Given passage ::

While in South America, Farabee traveled into very remote regions. He helped to fill in maps of locations where there had not been any previous exploration. On several occasions he was the first man of European descent that the natives had seen. In other locations he witnessed the atrocities that were taking places by slave hunters, such as the story of Simasiri, a translator for the expedition, who witnessed his family sold into slavery or killed by the traders.

The notes taken by Farabee were regarding the many different aspects of the cultures he encountered, such as dance, cosmology, marriage, dress, and particularly their varying languages. They are detailed accounts, and were often obtained from the villagers themselves. The ethnologies followed a set outline of characteristics to record, but in spite of this there is a great deal of personal detail and rich account of the people.

While in South America, Farabee noted the archaeological sites encountered. He collected artifacts for the Museum and shipped them to Philadelphia. His collection of pottery, beadwork, clothing, ornaments, and other artifacts represents cultural diversity.

The volumes that Farabee produced from his travels include Indian Tribes of Eastern Peru based on his first trip in 1906–1908. His second trip, from 1913–1916, is retold in The Central Arawaks and The Central Caribs. His final trip was in 1921–1923. Each of these books details the people he met and studied, and the cultural groups each belonged to.

Farabee held fairly modern views regarding the people that inhabited the Amazon. He felt that all cultures are a product of their environment and that there is no way to separate culture and the influence that the surrounding world has had on it. He stated that "…there are no primitive men, neither is there primitive culture," which was a novel concept at a time when man was still often viewed in terms of the size of his cranium. Although this did not preclude him from obtaining anthropometric data during his travels. Farabee went on to state that "Man has been able to profit by his knowledge of nature's laws, but he has not overcome them." This statement was also innovative because mankind was typically viewed as the apex of creation and able to overcome his natural environment. It was Farabee's experiences among individuals very much at the mercy of the rivers, forests and diseases that led him to these conclusions.

He contracted a fever during his 1913–1916 trip to South America, and suffered recurring attacks of it in the following years. Despite receiving a series of blood transfusions, he died from anemia in Washington, Pennsylvania on June 24, 1925, and was buried there at Washington Cemetery.

==Legacy==
Within the academic community, Farabee was a respected anthropologist. He did not produce any doctorates in physical anthropology during his time teaching at Harvard, which has earned him some criticism, there may be political reasons for this. While Farabee was more interested in research than teaching, and may not have attracted students for this reason, it has been noted that Putnam may have also had a stifling effect on the department at the time. In addition to the lack of students, Farabee also faced personal insults in print, such as those he presented in a rebuttal, when he was criticized for his report on the Arawakan-speaking peoples.

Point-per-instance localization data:
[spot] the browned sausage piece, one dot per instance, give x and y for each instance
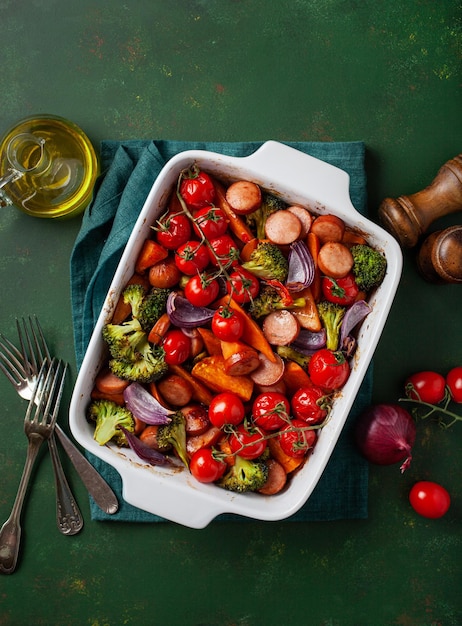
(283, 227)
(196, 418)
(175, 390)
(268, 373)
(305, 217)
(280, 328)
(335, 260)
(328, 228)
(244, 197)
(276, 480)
...
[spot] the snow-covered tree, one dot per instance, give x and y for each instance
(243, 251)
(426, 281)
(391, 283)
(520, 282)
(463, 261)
==
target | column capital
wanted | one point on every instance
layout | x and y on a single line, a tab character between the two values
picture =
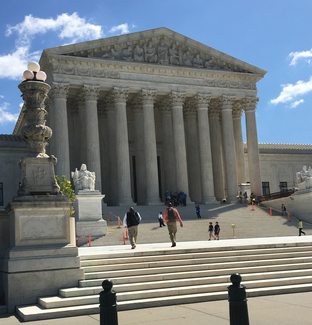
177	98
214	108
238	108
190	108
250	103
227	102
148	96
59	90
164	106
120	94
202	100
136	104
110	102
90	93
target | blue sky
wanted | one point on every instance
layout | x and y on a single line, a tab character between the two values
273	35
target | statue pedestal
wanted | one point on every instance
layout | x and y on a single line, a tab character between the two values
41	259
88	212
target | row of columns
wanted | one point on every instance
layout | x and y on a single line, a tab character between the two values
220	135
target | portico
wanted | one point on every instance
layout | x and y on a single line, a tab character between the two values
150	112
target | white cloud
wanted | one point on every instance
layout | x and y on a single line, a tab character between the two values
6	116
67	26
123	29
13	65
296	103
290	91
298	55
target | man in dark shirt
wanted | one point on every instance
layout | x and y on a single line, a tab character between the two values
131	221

Apply what you read ::
1. Using the Farabee text, decide whether each statement agrees with it: (a) Farabee's second trip ran from 1913 to 1916. (b) Farabee died in Philadelphia. (c) Farabee produced several doctorates in physical anthropology while teaching at Harvard. Answer yes or no for each, and quote the words of the text that decide it.
2. Update the part of the Farabee text that opens with the words containing "While in South America, Farabee traveled" and closes with "by the traders.", putting "guide" in place of "translator".

Solutions in order ::
1.
(a) Yes: "His second trip, from 1913–1916, is retold in The Central Arawaks and The Central Caribs."
(b) No: "he died from anemia in Washington, Pennsylvania on June 24, 1925"
(c) No: "He did not produce any doctorates in physical anthropology during his time teaching at Harvard"

2.
While in South America, Farabee traveled into very remote regions. He helped to fill in maps of locations where there had not been any previous exploration. On several occasions he was the first man of European descent that the natives had seen. In other locations he witnessed the atrocities that were taking places by slave hunters, such as the story of Simasiri, a guide for the expedition, who witnessed his family sold into slavery or killed by the traders.